* Start Passage *

Thursday, October 29, 2009

A History of Tarballs

I have been maintaining the autoconfigury of PostgreSQL for many years now, and every once in a while I go to ftp://ftp.gnu.org/gnu/autoconf/ to check out a new version of Autoconf. That FTP listing is actually an interesting tale of how tarball creation practices have evolved over the years.

Obviously, .tar.gz has been the standard all along. Some projects have now completely abandoned .tar.gz in favor of .tar.bz2, but those are rare. I think most ship both now. The FTP listing goes back to 1996; the first .tar.bz2 was shipped in 2001.

RPM-based distributions have switched to supporting and then requiring bzip2-compressed tarballs many years ago. Debian might start supporting that with the next release. So if you want to be able to trace your pristine tarballs throughout the popular Linux distributions, shipping both is best.

One thing that was really popular back then but is almost forgotten now is providing patches between versions, like autoconf-2.12-2.13.diff.gz. The Linux kernel still does that. Autoconf stopped doing that in 1999, when it was replaced by xdelta. Anyone remember that? This lasted until 2002 and was briefly revived in 2008. I think shipping xdeltas is also obsolete now except possibly for huge projects.

In 2003, they started signing releases. First with ASCII-armored signatures (.asc), now with binary signatures (.sig). The Linux kernel also does this, except they call the ASCII-armored signatures .sign.

In 2008, we saw the latest invention, LZMA-compressed tarballs (.tar.lzma). They appear to compress better than bzip2 by about as much as bzip2 wins over gzip. But, this one's already obsolete because it was replaced in 2009 by LZMA2, which goes by the file extension .tar.xz. Some "early adopters" such as Debian's packaging tool dpkg are in the process of adding xz support in addition to the short-lived lzma support.

* End Passage *
* Start Data segment *

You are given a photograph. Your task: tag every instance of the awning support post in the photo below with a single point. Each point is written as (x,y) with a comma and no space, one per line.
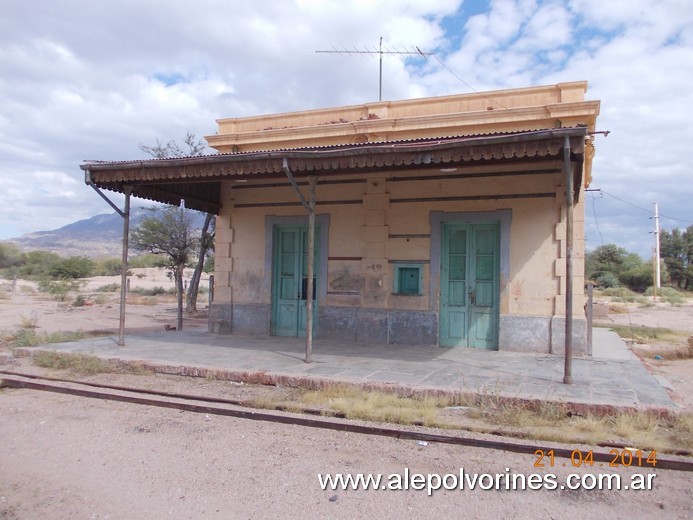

* End Data segment *

_Exercise instructions_
[A] Answer these questions about the tarball history text, one answer per line:
(i) In what year was the first .tar.bz2 shipped?
(ii) What replaced patches between versions when Autoconf stopped providing them in 1999?
(iii) What file extension does LZMA2 use?
[B] Return the part of the tarball history text that begins at the words "Obviously, .tar.gz has" and ends after the words "both is best.", copied exactly.

_Response list_
[A]
(i) 2001
(ii) xdelta
(iii) .tar.xz

[B]
Obviously, .tar.gz has been the standard all along. Some projects have now completely abandoned .tar.gz in favor of .tar.bz2, but those are rare. I think most ship both now. The FTP listing goes back to 1996; the first .tar.bz2 was shipped in 2001.

RPM-based distributions have switched to supporting and then requiring bzip2-compressed tarballs many years ago. Debian might start supporting that with the next release. So if you want to be able to trace your pristine tarballs throughout the popular Linux distributions, shipping both is best.